> _DIRECTIONS_
Turn the records below into a Markdown table with the columns Row and Line, giving each line its own numbered row and skipping blank lines.

> _EXTRACTED DATA_
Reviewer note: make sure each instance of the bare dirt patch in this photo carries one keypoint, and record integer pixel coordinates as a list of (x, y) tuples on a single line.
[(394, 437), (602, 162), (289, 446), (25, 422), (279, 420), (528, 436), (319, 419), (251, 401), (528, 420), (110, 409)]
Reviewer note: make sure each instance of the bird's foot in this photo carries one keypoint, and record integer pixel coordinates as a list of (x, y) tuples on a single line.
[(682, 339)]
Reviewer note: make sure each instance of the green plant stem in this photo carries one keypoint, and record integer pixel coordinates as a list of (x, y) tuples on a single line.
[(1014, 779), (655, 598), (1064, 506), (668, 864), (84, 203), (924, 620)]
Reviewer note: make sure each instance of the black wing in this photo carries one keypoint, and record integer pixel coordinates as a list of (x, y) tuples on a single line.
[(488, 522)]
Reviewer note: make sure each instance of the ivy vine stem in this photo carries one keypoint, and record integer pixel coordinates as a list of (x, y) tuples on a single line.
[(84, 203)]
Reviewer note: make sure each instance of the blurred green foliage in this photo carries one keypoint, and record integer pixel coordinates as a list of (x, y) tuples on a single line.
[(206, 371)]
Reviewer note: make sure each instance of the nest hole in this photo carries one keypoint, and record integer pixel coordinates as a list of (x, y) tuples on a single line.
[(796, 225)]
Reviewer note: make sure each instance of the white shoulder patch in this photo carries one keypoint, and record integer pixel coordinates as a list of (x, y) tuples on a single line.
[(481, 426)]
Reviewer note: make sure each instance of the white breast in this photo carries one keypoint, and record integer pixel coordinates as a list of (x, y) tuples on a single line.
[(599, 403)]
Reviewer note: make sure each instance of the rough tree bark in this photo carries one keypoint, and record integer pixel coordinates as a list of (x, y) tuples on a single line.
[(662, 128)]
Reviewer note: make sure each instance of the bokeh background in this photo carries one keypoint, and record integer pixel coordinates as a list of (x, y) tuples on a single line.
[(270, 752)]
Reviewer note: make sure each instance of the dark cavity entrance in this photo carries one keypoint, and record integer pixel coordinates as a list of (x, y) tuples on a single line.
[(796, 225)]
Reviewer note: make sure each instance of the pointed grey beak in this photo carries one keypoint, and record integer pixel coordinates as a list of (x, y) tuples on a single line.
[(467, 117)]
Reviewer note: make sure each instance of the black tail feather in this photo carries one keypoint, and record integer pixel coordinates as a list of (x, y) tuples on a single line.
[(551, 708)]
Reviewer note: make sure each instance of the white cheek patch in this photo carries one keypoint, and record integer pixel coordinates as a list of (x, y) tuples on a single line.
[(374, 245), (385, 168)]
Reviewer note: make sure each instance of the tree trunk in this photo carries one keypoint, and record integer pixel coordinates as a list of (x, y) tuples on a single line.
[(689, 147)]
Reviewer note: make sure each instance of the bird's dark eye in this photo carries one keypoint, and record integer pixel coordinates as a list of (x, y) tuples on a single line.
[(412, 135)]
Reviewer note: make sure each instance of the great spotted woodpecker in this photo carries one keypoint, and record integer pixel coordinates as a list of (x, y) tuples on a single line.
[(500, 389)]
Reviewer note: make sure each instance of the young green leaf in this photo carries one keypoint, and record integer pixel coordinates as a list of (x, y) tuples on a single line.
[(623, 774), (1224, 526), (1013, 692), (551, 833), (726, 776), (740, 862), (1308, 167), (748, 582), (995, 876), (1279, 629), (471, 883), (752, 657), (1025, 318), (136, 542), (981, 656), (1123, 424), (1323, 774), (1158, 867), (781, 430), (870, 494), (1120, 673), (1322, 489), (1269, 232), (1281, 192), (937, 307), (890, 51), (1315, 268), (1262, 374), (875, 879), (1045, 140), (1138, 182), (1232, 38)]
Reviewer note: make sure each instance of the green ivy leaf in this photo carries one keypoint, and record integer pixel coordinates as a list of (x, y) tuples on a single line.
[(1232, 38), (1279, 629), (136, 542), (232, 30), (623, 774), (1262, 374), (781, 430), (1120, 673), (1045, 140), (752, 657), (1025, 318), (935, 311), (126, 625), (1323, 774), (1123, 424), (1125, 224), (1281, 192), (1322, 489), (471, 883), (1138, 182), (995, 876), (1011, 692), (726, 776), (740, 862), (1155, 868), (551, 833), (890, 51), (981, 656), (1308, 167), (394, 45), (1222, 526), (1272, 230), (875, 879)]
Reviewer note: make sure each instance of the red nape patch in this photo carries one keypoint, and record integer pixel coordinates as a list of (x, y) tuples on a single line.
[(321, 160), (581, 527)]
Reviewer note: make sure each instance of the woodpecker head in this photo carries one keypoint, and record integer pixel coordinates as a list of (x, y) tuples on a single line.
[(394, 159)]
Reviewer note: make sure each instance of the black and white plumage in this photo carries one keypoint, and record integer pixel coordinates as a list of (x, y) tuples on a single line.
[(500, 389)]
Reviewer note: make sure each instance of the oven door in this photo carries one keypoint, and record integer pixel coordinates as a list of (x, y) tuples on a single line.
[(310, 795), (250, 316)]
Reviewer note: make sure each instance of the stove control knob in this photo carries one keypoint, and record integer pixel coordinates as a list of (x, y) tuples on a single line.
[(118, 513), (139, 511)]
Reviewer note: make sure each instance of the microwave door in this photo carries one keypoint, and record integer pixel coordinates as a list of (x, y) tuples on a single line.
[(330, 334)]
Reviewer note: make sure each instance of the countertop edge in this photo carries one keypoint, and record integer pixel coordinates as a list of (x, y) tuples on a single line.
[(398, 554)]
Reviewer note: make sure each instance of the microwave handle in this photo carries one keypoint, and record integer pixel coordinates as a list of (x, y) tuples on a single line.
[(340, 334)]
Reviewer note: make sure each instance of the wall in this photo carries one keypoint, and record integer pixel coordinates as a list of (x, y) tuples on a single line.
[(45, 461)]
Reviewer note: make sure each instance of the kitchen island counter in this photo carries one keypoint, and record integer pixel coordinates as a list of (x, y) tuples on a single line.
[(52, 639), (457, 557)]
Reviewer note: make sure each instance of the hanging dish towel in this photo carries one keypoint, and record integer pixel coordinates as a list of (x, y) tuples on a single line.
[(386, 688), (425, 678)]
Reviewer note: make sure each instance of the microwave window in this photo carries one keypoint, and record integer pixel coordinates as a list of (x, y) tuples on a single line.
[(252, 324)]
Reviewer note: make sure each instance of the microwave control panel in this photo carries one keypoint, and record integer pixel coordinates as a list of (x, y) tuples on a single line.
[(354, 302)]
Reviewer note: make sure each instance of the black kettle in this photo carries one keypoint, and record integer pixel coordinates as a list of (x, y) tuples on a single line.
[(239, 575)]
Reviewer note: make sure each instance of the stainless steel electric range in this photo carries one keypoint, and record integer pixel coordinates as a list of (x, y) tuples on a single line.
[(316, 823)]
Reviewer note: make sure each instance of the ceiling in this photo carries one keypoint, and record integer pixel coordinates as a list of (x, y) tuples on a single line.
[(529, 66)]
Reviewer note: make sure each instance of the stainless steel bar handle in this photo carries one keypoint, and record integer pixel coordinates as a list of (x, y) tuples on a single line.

> _OUTPUT FOR THIS TASK_
| Row | Line |
|---|---|
| 1 | Reviewer note: make sure each instance of the bare dirt patch in this photo carries one keypoint, and record integer pixel coordinates as a list of (x, y) tuples on a single line. |
| 2 | [(394, 437), (602, 162), (289, 446), (25, 422), (279, 420), (528, 436), (319, 419), (251, 401), (528, 420), (110, 409)] |
| 3 | Reviewer note: make sure each instance of the bird's foot in this photo carries one keypoint, and record integer pixel coordinates as a list of (x, y) tuples on a single line. |
| 4 | [(682, 339)] |
| 5 | Reviewer note: make sure each instance of the green plant stem in this photo carries one keypoint, and record integer pixel coordinates as a list of (x, y) tuples on a single line. |
| 6 | [(1014, 779), (655, 598), (1064, 506), (668, 864), (84, 203), (924, 620)] |
| 7 | Reviewer note: make sure each instance of the black wing in this photo carries one keypoint, and record integer pixel coordinates as a list of (x, y) tuples on a single line. |
| 8 | [(488, 522)] |
| 9 | Reviewer note: make sure each instance of the ivy vine stem in this photo carries one keypoint, and record integer pixel coordinates as a list of (x, y) tuples on a single line. |
| 10 | [(84, 203)] |
| 11 | Reviewer note: make sure each instance of the blurred green foliage in this photo carries one keypoint, and record integer pixel coordinates as a list of (x, y) tuples on a single line. |
| 12 | [(206, 371)] |
| 13 | Reviewer note: make sure each instance of the nest hole in this photo carries one keypoint, and record integer pixel coordinates as a list of (x, y) tuples on a single line. |
| 14 | [(796, 225)] |
| 15 | Reviewer note: make sure each instance of the white shoulder patch in this photo carries one keypoint, and record integer pixel coordinates as a list of (x, y) tuples on a single line. |
| 16 | [(481, 426)] |
| 17 | Reviewer note: make sure each instance of the white breast in this photo carries one keypoint, and record integer pixel coordinates as a list of (x, y) tuples on a single line. |
| 18 | [(599, 403)] |
| 19 | Reviewer note: make sure each instance of the rough tree bark in this photo carries one keypoint, and record integer pixel coordinates as a list of (x, y) tuples on a single line. |
| 20 | [(662, 128)] |
| 21 | Reviewer note: make sure each instance of the bokeh background in this photo carries one keypoint, and record integer pixel coordinates as a list of (x, y) tuples on a single line. |
| 22 | [(270, 752)] |
| 23 | Reviewer note: make sure each instance of the dark cavity entrance in this photo carries one keypoint, and record integer pixel coordinates as a list of (x, y) tuples on a single line. |
| 24 | [(796, 225)] |
| 25 | Reviewer note: make sure each instance of the pointed grey beak in this photo carries one keypoint, and record integer pixel coordinates as a list of (x, y) tuples on a single line. |
| 26 | [(467, 117)] |
| 27 | Reviewer note: make sure each instance of the black tail feather in this photo carries one keypoint, and record integer pixel coordinates as a list of (x, y) tuples on a single line. |
| 28 | [(551, 708)] |
| 29 | Reviewer note: make sure each instance of the white cheek patch in this photo carries one keypoint, and record integer pixel coordinates as a list of (x, y) tuples on a single line. |
| 30 | [(374, 245), (385, 168)] |
| 31 | Reviewer note: make sure each instance of the tree trunk in this photo carries one keypoint, and record integer pixel coordinates as a list of (x, y) tuples on a single line. |
| 32 | [(689, 147)] |
| 33 | Reviewer note: make sure each instance of the bird's dark eye in this photo carries one keypoint, and record integer pixel coordinates as a list of (x, y) tuples on a single line. |
| 34 | [(412, 135)] |
| 35 | Reviewer note: make sure each instance of the great spotted woodpecker in this photo carries one keypoint, and record integer pixel coordinates as a list of (x, y) tuples on a single line. |
| 36 | [(500, 389)] |
| 37 | Reviewer note: make sure each instance of the young green leaf in this photo carries one keypoint, and record integer pixel coordinates as a list of (x, y) tuples on a single line. |
| 38 | [(623, 774), (1224, 526), (1013, 692), (551, 833), (726, 776), (740, 862), (1308, 167), (748, 582), (995, 876), (1279, 629), (471, 883), (752, 657), (1025, 318), (136, 542), (981, 656), (1123, 424), (1323, 774), (1158, 867), (781, 430), (870, 494), (1120, 673), (1322, 489), (1269, 232), (1281, 192), (937, 307), (890, 51), (1315, 268), (1262, 374), (875, 879), (1045, 140), (1138, 182), (1232, 38)] |
| 39 | Reviewer note: make sure each instance of the green ivy leaf in this photo carries one keypoint, and record integer pixel coordinates as a list of (x, y) tuples on a single line. |
| 40 | [(1232, 38), (1279, 629), (136, 542), (232, 30), (623, 774), (1262, 374), (781, 430), (1120, 673), (1045, 140), (752, 657), (1025, 318), (935, 311), (126, 625), (1323, 774), (1123, 424), (1125, 224), (1281, 192), (1322, 489), (471, 883), (1138, 182), (995, 876), (1011, 692), (726, 776), (740, 862), (1155, 868), (551, 833), (890, 51), (981, 656), (1308, 167), (394, 45), (1222, 526), (1272, 230), (875, 879)] |
| 41 | Reviewer note: make sure each instance of the red nape patch in this photo carries one keypoint, and record integer pixel coordinates as a list of (x, y) tuples on a single line. |
| 42 | [(321, 160), (581, 527)] |
| 43 | Reviewer note: make sure each instance of the woodpecker head in this photo carries one keypoint, and record integer pixel coordinates as a list of (x, y) tuples on a single line. |
| 44 | [(394, 159)] |
| 45 | Reviewer note: make sure each instance of the black and white plumage in this photo carries one keypoint, and record integer pixel coordinates as a list of (x, y) tuples on a single line. |
| 46 | [(500, 389)] |
| 47 | Reviewer note: make sure each instance of the oven door in this photo carries one keypoint, and record integer pixel coordinates as a list of (x, y) tuples on a single line. |
| 48 | [(310, 795), (250, 316)] |
| 49 | Reviewer note: make sure each instance of the stove control knob in this photo carries one keypoint, and record integer pixel coordinates as a list of (x, y) tuples on a single line. |
| 50 | [(118, 513), (139, 511)] |
| 51 | Reviewer note: make sure each instance of the microwave door in this photo carries one keypoint, and record integer pixel coordinates as a list of (x, y) tuples on a single line. |
| 52 | [(330, 334)] |
| 53 | Reviewer note: make sure each instance of the countertop edge in this photo carries one keypoint, and record integer pixel coordinates as a list of (x, y) tuples on a single line. |
| 54 | [(398, 554)] |
| 55 | Reviewer note: make sure each instance of the microwave handle in this photo carries one keypoint, and record integer pixel coordinates as a list of (x, y) tuples on a single line. |
| 56 | [(340, 334)] |
| 57 | Reviewer note: make sure each instance of the wall in this photo carries one keypoint, and record integer pixel coordinates as a list of (x, y) tuples on a single line. |
| 58 | [(45, 461)] |
| 59 | Reviewer note: make sure each instance of the kitchen island counter in this photo carries one keypoint, and record integer pixel coordinates as a list of (x, y) tuples on a single line. |
| 60 | [(52, 639), (457, 557)] |
| 61 | Reviewer note: make sure each instance of the hanging dish towel in this photo carries one keypoint, and record integer pixel coordinates as a list of (x, y) tuples on a single line. |
| 62 | [(386, 688), (425, 678)] |
| 63 | Reviewer note: make sure each instance of the microwave window in this photo carries one keypoint, and record integer pixel coordinates as a list of (x, y) tuples on a single line. |
| 64 | [(252, 324)] |
| 65 | Reviewer note: make sure each instance of the microwave control panel in this photo carries one keypoint, and record integer pixel coordinates as a list of (x, y) tuples on a single line. |
| 66 | [(354, 302)] |
| 67 | Reviewer note: make sure each instance of the black kettle in this photo carries one keypoint, and record integer pixel coordinates as a list of (x, y) tuples on a single line. |
| 68 | [(239, 575)] |
| 69 | Reviewer note: make sure each instance of the stainless steel electric range in this photo carries one keypoint, and record integer pixel coordinates as a list of (x, y) tuples on a single line. |
| 70 | [(316, 823)] |
| 71 | Reviewer note: make sure each instance of the ceiling in this photo carries one keypoint, and record integer pixel coordinates as a list of (x, y) tuples on a single line. |
| 72 | [(529, 66)] |
| 73 | Reviewer note: make sure each instance of the stainless steel bar handle in this photo carries one keypoint, and record integer pixel coordinates as a list of (x, y) tuples on a single line. |